[Spatial localization data]
======
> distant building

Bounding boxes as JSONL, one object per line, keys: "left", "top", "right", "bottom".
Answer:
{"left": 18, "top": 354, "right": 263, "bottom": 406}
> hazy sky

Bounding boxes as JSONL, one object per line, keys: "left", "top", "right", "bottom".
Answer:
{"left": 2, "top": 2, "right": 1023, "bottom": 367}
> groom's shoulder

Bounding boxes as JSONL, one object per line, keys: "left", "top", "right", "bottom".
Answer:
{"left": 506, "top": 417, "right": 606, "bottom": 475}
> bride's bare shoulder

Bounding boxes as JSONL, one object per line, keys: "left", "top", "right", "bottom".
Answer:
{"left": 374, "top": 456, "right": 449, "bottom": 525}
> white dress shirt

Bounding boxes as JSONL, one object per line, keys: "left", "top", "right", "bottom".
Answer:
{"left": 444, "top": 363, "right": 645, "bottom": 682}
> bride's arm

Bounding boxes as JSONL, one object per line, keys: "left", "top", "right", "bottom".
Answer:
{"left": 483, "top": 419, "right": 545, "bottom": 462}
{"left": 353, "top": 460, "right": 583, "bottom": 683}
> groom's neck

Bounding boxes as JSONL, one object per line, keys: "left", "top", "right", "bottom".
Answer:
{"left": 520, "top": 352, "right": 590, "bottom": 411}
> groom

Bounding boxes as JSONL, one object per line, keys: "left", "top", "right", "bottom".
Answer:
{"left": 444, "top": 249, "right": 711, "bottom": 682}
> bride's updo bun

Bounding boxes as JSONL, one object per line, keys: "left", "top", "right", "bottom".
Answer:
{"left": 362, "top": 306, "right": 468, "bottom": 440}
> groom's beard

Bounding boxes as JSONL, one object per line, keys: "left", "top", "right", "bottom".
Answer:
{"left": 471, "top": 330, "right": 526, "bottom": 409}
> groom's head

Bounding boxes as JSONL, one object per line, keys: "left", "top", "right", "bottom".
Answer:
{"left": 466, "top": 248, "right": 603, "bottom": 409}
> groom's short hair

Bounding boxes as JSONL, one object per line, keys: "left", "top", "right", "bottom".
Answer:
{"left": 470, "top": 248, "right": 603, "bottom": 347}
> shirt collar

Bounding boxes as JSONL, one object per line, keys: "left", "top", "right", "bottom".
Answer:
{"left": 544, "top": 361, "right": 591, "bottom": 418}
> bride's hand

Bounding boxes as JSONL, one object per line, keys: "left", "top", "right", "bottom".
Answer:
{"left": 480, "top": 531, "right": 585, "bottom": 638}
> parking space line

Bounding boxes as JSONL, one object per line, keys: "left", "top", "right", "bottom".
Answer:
======
▶ _Exercise directions_
A complete, exact copy of the entries is required.

▶ _Solution_
> distant building

Bounding boxes as JSONL, one object per line, keys: "left", "top", "right", "bottom".
Answer:
{"left": 18, "top": 354, "right": 263, "bottom": 406}
> hazy sky

Bounding boxes as JSONL, one object per line, keys: "left", "top", "right", "bottom".
Answer:
{"left": 2, "top": 2, "right": 1023, "bottom": 367}
> groom's shoulder

Bounding boxes as JSONL, one object per line, keys: "left", "top", "right", "bottom".
Answer:
{"left": 506, "top": 417, "right": 606, "bottom": 475}
> bride's bare shoulder

Bounding boxes as JSONL, one object per line, keys: "left", "top", "right", "bottom".
Answer:
{"left": 374, "top": 456, "right": 449, "bottom": 525}
> white dress shirt

Bounding boxes as JSONL, one object per line, keys: "left", "top", "right", "bottom".
Answer:
{"left": 444, "top": 363, "right": 645, "bottom": 682}
> bride's arm

Bounding boxes as JSONL, one object per line, keys: "left", "top", "right", "bottom".
Answer:
{"left": 483, "top": 419, "right": 545, "bottom": 462}
{"left": 353, "top": 460, "right": 583, "bottom": 683}
> groom's neck

Bounding boxes as JSONL, one object per line, keys: "left", "top", "right", "bottom".
Answer:
{"left": 520, "top": 352, "right": 590, "bottom": 411}
> groom

Bounding boxes as JSONL, one object per line, keys: "left", "top", "right", "bottom".
Answer:
{"left": 444, "top": 249, "right": 711, "bottom": 682}
> bride's updo bun

Bounding boxes as JSONL, one object per line, keys: "left", "top", "right", "bottom".
Answer:
{"left": 362, "top": 306, "right": 468, "bottom": 440}
> groom's beard

Bounding boxes as JSONL, one object per line, keys: "left", "top", "right", "bottom".
Answer:
{"left": 471, "top": 330, "right": 526, "bottom": 409}
> groom's head

Bounding boxes as JSONL, one object per line, keys: "left", "top", "right", "bottom".
Answer:
{"left": 466, "top": 248, "right": 603, "bottom": 409}
> groom's short hair

Bounding boxes as JSONL, one object per line, keys: "left", "top", "right", "bottom".
Answer:
{"left": 470, "top": 248, "right": 603, "bottom": 347}
> shirt collar

Bounding boxes as JSONL, one object per line, keys: "left", "top", "right", "bottom".
Answer:
{"left": 544, "top": 361, "right": 591, "bottom": 418}
> bride's hand

Bounding boxes as JSONL, one object per line, keys: "left", "top", "right", "bottom".
Answer:
{"left": 480, "top": 531, "right": 585, "bottom": 638}
> parking space line

Bounding boxes as JSONL, one object per line, keys: "left", "top", "right", "bottom".
Answer:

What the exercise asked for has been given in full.